** BEGIN Supplied text **
Valentine Fabre

Personal information
- Born: 26 September 1976 (age 49)

Sport
- Sport: Skiing

Medal record
Ski mountaineering
Representing France
World Championships
| Bronze medal – third place | 2008 World Championship | Relay |

= Valentine Fabre =

French ski mountaineer

Valentine Fabre (/fr/; born 26 September 1976) is a French ski mountaineer. She works as a military physician in the 93rd Mountain Artillery Regiment and was married to the late ski mountaineer Laurent Fabre.

== Selected results ==
- 2005:
  - 2nd, French Championship team
  - 4th, European Championship relay race (together with Nathalie Bourillon and Véronique Lathuraz)
- 2008:
  - 3rd, World Championship relay race (together with Corinne Favre, Véronique Lathuraz and Nathalie Bourillon)
** END Supplied text **
** BEGIN Recorded data **
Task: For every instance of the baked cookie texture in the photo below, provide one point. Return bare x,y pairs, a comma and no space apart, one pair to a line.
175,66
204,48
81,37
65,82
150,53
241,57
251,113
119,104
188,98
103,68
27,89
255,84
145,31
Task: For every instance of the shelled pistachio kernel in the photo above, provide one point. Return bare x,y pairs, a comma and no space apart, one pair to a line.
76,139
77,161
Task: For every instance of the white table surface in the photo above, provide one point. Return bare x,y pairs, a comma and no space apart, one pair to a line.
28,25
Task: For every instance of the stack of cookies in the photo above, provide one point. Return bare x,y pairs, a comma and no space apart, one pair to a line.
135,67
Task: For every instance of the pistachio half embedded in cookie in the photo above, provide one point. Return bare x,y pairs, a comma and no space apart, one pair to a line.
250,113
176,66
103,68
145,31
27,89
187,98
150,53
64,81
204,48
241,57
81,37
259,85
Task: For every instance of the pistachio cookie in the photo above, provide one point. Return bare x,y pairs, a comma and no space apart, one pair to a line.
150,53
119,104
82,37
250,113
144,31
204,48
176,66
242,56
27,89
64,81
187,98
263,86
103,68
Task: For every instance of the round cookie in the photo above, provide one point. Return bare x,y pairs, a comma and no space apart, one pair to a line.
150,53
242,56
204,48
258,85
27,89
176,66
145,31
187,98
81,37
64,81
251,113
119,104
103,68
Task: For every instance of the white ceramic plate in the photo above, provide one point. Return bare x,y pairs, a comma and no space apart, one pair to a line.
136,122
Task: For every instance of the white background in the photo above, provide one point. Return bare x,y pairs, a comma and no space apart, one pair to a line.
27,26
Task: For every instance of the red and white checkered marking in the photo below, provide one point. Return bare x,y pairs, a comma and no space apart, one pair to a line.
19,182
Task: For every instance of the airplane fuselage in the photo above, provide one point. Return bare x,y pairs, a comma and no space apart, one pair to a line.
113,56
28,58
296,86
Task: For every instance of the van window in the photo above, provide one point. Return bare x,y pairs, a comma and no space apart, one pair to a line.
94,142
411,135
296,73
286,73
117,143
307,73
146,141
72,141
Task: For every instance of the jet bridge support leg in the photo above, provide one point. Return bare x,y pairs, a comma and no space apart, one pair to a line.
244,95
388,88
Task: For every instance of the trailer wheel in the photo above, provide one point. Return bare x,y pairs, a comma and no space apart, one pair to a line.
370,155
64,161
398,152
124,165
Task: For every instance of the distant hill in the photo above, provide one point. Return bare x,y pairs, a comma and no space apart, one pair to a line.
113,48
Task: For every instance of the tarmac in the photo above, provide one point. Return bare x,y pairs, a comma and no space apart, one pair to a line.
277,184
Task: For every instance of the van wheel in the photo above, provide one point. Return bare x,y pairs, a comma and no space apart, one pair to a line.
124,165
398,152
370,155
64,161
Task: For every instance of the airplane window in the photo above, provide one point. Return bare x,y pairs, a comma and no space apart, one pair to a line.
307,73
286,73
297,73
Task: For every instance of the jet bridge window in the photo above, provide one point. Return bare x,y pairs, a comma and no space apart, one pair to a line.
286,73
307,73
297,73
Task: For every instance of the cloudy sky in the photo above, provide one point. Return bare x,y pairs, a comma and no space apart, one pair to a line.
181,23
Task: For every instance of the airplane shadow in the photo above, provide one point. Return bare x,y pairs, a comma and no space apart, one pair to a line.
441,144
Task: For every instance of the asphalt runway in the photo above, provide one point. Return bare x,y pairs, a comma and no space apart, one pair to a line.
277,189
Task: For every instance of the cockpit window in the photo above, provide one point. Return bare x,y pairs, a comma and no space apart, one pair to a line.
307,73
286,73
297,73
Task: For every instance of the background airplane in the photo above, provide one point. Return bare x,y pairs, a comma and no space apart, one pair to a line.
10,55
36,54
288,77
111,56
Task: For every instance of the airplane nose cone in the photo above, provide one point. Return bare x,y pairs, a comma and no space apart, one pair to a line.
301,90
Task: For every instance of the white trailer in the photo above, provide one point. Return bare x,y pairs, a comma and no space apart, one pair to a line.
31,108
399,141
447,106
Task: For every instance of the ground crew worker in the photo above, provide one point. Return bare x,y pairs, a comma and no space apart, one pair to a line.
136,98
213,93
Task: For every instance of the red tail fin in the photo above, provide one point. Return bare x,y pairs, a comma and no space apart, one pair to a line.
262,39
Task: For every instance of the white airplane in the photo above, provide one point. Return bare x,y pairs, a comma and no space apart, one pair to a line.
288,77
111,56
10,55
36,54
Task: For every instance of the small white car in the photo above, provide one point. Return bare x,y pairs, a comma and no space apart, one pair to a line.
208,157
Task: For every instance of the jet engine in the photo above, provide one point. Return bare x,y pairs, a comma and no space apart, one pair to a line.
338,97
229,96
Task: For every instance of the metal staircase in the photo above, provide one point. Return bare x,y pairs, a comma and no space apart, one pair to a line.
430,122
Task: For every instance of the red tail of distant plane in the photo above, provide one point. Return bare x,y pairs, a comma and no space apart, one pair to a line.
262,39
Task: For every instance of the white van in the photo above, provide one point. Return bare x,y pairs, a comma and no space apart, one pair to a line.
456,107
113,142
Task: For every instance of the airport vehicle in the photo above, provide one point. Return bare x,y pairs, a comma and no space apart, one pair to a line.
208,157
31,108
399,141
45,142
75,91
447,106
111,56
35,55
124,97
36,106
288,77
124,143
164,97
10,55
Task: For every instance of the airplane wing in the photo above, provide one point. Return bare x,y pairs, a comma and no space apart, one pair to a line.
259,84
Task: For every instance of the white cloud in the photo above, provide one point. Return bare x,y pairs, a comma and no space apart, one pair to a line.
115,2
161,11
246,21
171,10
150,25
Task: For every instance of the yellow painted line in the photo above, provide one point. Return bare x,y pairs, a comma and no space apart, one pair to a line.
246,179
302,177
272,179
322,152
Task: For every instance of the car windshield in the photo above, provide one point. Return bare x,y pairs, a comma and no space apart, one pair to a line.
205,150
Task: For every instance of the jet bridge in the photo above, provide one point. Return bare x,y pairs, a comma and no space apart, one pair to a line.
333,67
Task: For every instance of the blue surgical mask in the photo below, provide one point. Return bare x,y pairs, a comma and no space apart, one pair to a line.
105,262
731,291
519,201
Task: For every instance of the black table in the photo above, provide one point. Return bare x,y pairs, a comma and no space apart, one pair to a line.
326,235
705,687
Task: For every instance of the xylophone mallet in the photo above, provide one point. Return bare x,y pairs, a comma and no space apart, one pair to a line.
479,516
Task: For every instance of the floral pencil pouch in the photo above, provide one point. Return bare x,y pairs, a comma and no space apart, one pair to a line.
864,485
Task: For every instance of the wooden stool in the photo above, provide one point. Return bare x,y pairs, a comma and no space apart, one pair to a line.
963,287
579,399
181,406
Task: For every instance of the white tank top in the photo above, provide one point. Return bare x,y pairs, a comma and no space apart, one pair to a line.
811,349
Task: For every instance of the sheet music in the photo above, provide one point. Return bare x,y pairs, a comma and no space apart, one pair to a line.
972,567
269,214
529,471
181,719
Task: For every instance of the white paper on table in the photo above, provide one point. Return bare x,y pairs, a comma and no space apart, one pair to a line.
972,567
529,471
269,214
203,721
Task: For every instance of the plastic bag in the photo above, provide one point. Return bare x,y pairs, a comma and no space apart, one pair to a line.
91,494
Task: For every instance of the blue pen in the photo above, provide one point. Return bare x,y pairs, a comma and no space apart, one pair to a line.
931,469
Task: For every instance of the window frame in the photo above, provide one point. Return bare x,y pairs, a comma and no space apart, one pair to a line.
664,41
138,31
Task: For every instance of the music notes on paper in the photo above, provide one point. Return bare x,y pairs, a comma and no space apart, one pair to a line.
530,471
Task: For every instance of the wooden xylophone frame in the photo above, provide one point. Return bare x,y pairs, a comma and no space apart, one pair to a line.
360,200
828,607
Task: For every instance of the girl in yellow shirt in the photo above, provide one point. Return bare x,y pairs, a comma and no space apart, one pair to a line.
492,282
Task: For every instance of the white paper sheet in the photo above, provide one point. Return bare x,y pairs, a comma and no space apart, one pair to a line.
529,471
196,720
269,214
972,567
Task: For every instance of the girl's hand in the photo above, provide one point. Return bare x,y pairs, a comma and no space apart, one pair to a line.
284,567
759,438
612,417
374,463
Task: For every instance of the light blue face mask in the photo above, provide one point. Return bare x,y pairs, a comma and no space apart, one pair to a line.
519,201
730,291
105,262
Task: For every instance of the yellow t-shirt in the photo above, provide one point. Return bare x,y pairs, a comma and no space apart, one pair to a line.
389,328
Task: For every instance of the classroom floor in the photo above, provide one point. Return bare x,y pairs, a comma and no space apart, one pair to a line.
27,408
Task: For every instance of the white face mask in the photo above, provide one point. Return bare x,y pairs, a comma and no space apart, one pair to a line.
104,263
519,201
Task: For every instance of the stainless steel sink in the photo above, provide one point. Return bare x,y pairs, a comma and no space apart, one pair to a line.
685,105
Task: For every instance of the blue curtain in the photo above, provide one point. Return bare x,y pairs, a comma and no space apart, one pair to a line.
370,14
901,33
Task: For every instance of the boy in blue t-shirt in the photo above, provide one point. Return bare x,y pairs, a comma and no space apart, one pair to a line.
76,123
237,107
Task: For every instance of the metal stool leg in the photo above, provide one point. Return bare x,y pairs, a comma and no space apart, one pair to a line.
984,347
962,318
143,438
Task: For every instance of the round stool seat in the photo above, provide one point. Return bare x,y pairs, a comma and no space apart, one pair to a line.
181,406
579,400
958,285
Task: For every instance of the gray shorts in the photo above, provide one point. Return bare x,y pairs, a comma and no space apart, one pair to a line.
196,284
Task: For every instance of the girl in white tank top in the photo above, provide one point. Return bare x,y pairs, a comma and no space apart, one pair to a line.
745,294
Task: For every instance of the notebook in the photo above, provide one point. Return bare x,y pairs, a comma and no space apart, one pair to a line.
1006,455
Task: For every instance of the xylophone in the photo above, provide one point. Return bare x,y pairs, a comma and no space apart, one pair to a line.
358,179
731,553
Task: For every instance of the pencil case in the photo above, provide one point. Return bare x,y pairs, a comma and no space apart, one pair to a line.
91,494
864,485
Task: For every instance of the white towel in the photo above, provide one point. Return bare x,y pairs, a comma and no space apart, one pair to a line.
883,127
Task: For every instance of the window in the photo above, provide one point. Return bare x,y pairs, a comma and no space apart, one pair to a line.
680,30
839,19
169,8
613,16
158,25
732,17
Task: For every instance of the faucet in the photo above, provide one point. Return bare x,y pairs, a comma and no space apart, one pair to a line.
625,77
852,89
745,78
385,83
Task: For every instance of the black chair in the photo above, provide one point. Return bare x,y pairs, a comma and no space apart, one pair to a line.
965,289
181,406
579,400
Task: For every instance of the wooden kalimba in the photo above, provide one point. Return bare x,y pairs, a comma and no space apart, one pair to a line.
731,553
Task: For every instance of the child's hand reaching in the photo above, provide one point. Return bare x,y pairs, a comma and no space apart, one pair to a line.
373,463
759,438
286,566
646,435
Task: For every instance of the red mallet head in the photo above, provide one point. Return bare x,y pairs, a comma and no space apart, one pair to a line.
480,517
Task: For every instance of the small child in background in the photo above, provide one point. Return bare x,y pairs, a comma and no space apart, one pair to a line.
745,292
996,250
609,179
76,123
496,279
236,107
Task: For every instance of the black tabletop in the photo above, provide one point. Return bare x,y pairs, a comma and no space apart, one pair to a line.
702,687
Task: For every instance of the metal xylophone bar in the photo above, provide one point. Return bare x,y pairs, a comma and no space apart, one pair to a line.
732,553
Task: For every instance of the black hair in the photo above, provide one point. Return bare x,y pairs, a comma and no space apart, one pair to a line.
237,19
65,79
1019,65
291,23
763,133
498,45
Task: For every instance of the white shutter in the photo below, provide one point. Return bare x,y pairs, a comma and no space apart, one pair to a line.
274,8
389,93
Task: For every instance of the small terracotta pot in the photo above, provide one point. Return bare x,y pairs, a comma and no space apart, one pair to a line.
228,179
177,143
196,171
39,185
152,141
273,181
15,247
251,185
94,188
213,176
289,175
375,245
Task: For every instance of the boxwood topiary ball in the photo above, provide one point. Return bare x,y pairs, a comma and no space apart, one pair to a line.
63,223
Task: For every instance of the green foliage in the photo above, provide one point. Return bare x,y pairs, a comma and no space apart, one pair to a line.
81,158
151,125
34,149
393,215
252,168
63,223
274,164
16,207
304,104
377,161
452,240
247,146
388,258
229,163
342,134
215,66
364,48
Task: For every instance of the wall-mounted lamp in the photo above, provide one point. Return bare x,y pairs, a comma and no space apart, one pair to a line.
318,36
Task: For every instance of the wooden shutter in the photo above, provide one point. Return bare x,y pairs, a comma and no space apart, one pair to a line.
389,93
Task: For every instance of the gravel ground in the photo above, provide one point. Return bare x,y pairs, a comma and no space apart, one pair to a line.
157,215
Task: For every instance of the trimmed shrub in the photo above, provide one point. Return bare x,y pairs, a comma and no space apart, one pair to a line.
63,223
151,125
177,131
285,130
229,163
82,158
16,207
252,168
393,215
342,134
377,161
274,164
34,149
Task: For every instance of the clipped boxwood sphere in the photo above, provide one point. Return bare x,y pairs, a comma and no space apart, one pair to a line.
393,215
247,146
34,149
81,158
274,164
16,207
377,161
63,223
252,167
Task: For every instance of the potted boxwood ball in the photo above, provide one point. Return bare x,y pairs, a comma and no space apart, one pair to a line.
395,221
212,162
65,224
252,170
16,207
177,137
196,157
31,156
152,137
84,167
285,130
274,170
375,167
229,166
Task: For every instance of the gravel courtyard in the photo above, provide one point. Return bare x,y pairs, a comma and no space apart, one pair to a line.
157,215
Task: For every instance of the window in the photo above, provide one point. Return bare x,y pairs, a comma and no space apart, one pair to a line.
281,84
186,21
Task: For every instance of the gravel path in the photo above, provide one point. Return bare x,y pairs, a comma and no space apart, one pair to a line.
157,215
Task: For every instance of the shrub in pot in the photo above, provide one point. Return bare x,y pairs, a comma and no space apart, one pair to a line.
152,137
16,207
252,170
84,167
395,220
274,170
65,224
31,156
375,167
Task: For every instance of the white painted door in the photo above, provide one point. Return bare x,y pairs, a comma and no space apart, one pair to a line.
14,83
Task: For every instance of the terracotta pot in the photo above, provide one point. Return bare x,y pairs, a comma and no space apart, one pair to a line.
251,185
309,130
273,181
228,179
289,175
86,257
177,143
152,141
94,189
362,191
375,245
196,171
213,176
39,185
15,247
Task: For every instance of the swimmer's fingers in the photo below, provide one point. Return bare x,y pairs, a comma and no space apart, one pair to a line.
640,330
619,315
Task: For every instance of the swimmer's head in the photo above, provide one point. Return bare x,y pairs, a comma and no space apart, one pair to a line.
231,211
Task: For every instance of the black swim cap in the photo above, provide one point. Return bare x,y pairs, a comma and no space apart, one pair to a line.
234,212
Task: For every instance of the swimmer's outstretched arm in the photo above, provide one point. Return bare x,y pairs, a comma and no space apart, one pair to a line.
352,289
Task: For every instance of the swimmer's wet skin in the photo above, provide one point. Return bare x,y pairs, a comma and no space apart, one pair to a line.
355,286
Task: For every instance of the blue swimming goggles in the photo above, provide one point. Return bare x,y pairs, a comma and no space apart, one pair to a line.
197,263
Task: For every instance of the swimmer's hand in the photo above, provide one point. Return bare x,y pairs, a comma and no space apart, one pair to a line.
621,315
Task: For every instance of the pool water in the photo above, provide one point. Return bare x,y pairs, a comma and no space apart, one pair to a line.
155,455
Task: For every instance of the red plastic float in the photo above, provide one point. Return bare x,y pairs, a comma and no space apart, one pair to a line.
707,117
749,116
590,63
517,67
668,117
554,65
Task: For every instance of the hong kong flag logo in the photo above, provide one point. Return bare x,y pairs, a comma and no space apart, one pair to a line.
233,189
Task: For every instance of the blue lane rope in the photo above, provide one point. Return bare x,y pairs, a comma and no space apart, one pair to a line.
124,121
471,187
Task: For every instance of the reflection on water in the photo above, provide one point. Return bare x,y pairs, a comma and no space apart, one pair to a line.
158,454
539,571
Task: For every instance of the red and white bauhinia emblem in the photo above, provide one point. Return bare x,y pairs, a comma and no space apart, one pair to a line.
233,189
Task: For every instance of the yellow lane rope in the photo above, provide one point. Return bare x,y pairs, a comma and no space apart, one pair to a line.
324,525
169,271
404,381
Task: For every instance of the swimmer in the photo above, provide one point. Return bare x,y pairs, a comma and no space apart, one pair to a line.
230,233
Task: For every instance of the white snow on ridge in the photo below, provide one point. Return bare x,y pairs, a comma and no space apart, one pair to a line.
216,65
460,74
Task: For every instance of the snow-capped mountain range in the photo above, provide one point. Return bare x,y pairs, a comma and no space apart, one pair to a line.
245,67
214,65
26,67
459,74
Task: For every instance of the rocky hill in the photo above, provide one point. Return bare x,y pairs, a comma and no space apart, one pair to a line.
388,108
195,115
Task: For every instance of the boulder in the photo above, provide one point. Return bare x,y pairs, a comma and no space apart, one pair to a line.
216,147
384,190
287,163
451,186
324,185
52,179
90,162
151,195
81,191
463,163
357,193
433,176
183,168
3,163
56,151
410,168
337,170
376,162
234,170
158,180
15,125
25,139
** END Recorded data **
What to do:
(1) According to the article on Valentine Fabre, in which regiment does she work as a military physician?
(2) Write the next part of the article on Valentine Fabre, picking up after its final line.

Set of answers:
(1) The 93rd Mountain Artillery Regiment.

(2)
  - 5th, World Championship team race (together with Véronique Lathuraz)
- 2010:
  - 5th, World Championship relay race (together with Sandrine Favre and Laëtitia Roux)
- 2021:
  - Set women's speed record for traverse of the Haute Route of 26 hours, 21 minutes with teammate Hillary Gerardi.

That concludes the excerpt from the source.